(やること):
• a. 抜粋の中で、膿胸の原因として感染する菌に挙げられているものをすべて書き出せ。
• b. 抜粋によると、膿胸がどのくらい続くと慢性膿胸になるか。
• c. 抜粋の「慢性膿胸や有瘻性膿胸に移行す」から「している人は注意が必要です。」までを、一字も変えずにすべて書き出せ。

(抜粋):
________________

膿胸とは、細菌などの感染によって胸膜腔に膿がたまる病気です。
胸の中には、肺や心臓、気管などの重要な臓器があり、これらの臓器は「胸膜」という薄い膜に包まれています。

胸膜は2枚あり、胸の中で臓器を保護し、滑らかに動くようにする役割を持ちます。
2枚の胸膜の間には空間があり、これを「胸膜腔」といいます。
膿胸は胸膜に細菌が感染し、胸膜腔に膿がたまることで発症します。

膿がたまることで胸の痛みや発熱などの症状が現れ、肺がうまく膨らまないことで呼吸困難になることもあります。
膿胸が3ヶ月以上続くと慢性膿胸になったり、膿がたまる場所が気管支や肺とつながった場合は有瘻性膿胸(ゆうろうせいのうきょう)になったりします。

慢性膿胸や有瘻性膿胸に移行すると、治療が難しくなるため早めに治療を受けることが大切です。

膿胸

膿胸の原因

膿胸は肺の感染症や外科手術、外傷によって、口の中にいる常在細菌や黄色ブドウ球菌、嫌気性菌などが感染し、発症することがほとんどです。

肺の感染症

肺炎や肺化膿症などの病気が進行すると、膿胸につながることがあります。
高齢者や糖尿病、長期間のステロイド薬の使用などで免疫力が低下している人は注意が必要です。
また、肺結核が原因で膿胸になるケースでは慢性膿胸に移行する例が多く見られます。

外科手術後

外科手術後に、手術後の感染や縫合不全が原因で、膿がたまることがあります。
肺の一部を切除する手術を受けた後、縫合部分がうまくくっつかない場合などでは、気管支と呼ばれる空気の通り道に穴が開き、細菌が入り込んで膿がたまります。
心臓や肺、食道などの手術後にも膿胸が発生することがあります。

________________

(抽出データ):
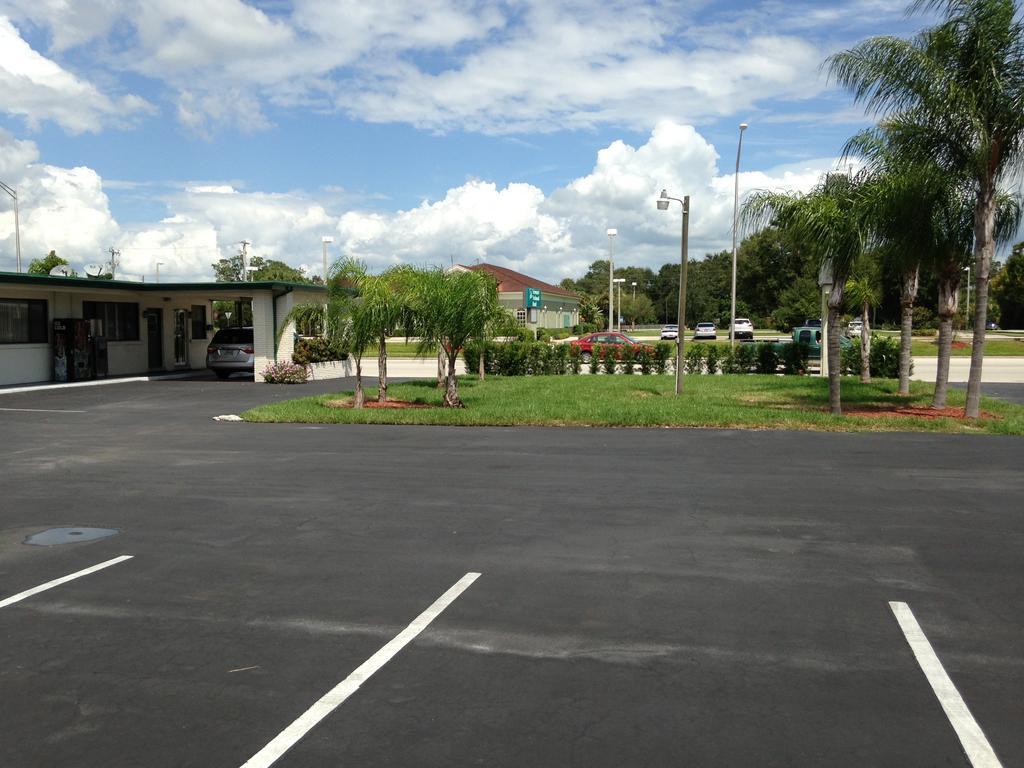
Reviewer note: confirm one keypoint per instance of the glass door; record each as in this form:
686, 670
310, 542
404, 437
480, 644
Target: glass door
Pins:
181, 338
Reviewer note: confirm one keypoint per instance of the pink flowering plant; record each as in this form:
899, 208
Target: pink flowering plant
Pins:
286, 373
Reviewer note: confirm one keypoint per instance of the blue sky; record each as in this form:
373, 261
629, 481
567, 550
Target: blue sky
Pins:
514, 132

________________

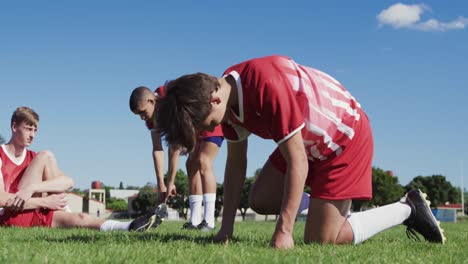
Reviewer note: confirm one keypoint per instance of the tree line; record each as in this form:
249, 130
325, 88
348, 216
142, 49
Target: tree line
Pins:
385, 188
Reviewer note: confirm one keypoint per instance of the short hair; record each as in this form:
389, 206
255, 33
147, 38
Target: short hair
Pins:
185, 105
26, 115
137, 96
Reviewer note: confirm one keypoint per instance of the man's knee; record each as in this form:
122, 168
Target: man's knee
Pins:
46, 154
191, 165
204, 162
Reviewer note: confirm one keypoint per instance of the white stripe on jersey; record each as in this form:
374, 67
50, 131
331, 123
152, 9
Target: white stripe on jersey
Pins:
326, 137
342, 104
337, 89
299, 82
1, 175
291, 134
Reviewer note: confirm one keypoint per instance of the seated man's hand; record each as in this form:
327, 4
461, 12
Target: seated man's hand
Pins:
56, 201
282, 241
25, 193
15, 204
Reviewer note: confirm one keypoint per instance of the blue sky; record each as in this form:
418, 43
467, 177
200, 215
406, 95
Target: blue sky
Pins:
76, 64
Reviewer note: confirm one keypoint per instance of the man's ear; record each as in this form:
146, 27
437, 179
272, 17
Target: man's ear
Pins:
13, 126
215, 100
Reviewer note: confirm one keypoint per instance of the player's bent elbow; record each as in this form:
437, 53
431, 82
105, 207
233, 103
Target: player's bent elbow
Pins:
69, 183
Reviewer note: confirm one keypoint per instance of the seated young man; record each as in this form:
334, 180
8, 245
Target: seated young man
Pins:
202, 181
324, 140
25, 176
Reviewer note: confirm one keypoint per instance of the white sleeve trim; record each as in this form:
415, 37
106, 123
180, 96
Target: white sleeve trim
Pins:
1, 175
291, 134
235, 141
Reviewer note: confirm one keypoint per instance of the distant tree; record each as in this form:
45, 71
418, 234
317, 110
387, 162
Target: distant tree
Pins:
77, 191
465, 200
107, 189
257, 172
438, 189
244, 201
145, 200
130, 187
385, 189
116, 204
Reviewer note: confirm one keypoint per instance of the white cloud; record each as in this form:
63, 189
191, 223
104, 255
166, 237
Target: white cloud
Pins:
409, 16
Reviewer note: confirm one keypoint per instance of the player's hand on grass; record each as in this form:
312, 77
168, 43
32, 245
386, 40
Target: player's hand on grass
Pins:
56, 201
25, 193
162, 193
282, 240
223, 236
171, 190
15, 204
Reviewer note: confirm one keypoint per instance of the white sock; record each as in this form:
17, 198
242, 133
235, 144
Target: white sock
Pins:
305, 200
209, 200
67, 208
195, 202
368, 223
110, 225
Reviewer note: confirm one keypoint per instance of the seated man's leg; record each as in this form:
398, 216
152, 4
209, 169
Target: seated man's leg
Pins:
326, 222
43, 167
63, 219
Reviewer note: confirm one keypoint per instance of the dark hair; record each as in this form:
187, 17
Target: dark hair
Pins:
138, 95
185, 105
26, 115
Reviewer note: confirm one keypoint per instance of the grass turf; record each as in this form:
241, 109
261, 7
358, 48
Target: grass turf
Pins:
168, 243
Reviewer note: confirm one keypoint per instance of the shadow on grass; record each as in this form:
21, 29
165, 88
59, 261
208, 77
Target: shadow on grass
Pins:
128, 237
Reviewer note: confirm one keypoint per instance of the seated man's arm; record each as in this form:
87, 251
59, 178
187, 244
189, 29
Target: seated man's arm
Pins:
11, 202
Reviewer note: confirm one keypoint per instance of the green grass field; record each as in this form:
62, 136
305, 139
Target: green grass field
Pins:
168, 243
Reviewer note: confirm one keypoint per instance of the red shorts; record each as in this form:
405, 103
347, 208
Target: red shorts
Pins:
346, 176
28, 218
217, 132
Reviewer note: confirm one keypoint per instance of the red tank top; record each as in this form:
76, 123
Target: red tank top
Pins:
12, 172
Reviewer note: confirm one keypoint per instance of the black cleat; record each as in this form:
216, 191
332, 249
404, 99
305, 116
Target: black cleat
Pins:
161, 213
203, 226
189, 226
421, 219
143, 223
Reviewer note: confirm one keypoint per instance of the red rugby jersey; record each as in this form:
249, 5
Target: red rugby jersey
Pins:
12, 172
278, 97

________________

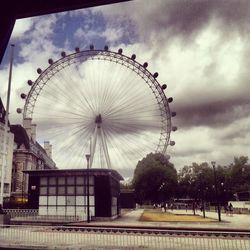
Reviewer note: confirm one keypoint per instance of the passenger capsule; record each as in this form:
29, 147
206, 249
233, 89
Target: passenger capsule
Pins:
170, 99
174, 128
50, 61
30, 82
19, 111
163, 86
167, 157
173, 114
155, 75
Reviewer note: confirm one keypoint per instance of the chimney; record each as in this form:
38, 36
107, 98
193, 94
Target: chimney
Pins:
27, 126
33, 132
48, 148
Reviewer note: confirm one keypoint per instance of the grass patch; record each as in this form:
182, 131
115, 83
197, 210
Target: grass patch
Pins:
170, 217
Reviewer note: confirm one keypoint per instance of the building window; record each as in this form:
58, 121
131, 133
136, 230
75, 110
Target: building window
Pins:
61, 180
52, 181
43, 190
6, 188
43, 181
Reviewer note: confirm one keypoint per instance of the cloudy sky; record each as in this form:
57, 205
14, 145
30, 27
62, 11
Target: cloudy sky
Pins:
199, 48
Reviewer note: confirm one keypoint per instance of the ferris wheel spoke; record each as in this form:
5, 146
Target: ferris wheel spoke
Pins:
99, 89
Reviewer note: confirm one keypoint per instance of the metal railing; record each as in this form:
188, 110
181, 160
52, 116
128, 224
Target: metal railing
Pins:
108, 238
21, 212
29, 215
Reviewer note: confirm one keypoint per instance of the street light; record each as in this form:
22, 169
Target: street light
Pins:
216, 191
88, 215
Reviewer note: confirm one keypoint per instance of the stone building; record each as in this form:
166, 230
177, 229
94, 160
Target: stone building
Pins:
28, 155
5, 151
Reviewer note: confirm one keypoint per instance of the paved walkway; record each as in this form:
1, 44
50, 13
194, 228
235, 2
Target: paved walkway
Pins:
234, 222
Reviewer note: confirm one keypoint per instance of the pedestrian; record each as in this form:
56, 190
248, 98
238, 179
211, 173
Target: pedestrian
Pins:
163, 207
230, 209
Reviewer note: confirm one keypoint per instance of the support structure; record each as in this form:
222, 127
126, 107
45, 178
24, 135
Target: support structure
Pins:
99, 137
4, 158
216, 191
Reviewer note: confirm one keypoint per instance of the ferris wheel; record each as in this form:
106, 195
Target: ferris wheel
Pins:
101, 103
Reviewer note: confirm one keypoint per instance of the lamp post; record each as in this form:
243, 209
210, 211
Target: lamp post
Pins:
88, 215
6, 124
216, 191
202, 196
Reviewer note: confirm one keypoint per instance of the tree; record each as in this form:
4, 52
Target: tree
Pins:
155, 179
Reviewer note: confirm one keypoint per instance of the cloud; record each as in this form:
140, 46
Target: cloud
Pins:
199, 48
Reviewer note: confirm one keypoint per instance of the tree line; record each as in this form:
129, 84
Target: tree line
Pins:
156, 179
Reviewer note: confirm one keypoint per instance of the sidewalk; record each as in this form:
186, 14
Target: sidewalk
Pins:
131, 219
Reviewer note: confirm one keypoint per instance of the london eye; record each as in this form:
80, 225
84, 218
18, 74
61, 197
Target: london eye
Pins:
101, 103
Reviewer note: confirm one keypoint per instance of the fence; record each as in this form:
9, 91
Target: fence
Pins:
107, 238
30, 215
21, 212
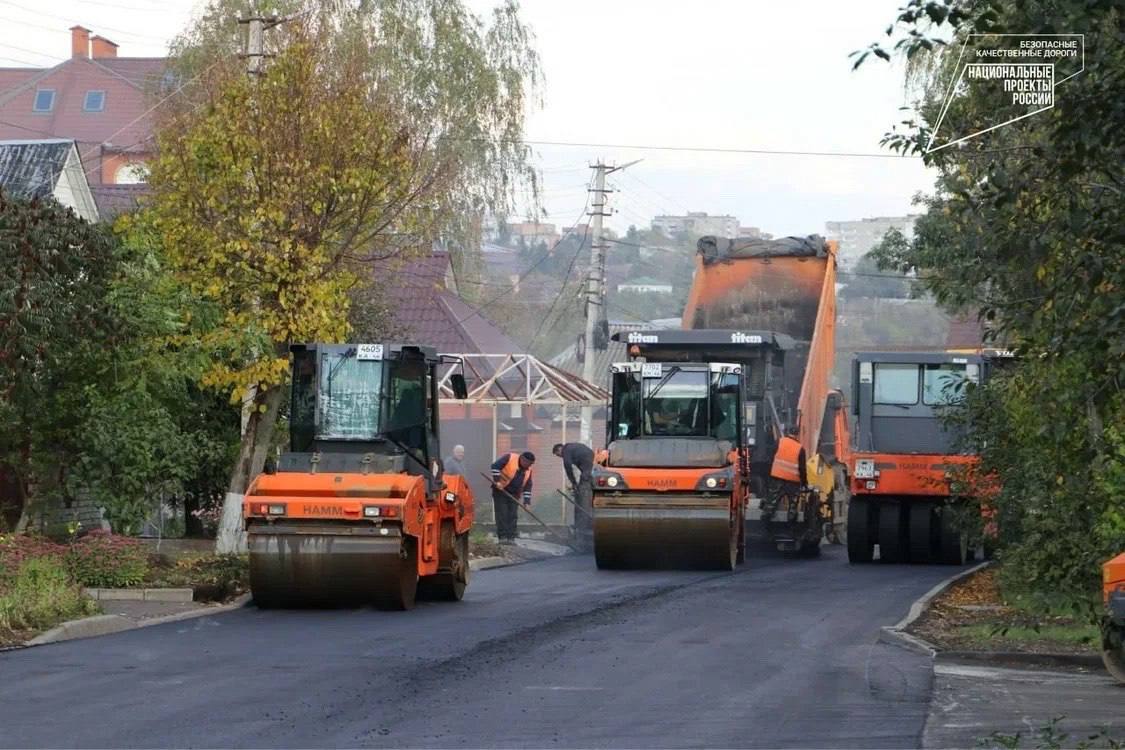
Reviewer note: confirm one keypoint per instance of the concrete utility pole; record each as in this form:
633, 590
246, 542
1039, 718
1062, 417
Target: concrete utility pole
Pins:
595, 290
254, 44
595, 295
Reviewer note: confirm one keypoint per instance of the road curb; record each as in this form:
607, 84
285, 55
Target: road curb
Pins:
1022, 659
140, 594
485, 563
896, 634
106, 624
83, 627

________________

(解答一覧):
• a.
口の中にいる常在細菌
黄色ブドウ球菌
嫌気性菌

• b. 3ヶ月以上

• c.
慢性膿胸や有瘻性膿胸に移行すると、治療が難しくなるため早めに治療を受けることが大切です。

膿胸

膿胸の原因

膿胸は肺の感染症や外科手術、外傷によって、口の中にいる常在細菌や黄色ブドウ球菌、嫌気性菌などが感染し、発症することがほとんどです。

肺の感染症

肺炎や肺化膿症などの病気が進行すると、膿胸につながることがあります。
高齢者や糖尿病、長期間のステロイド薬の使用などで免疫力が低下している人は注意が必要です。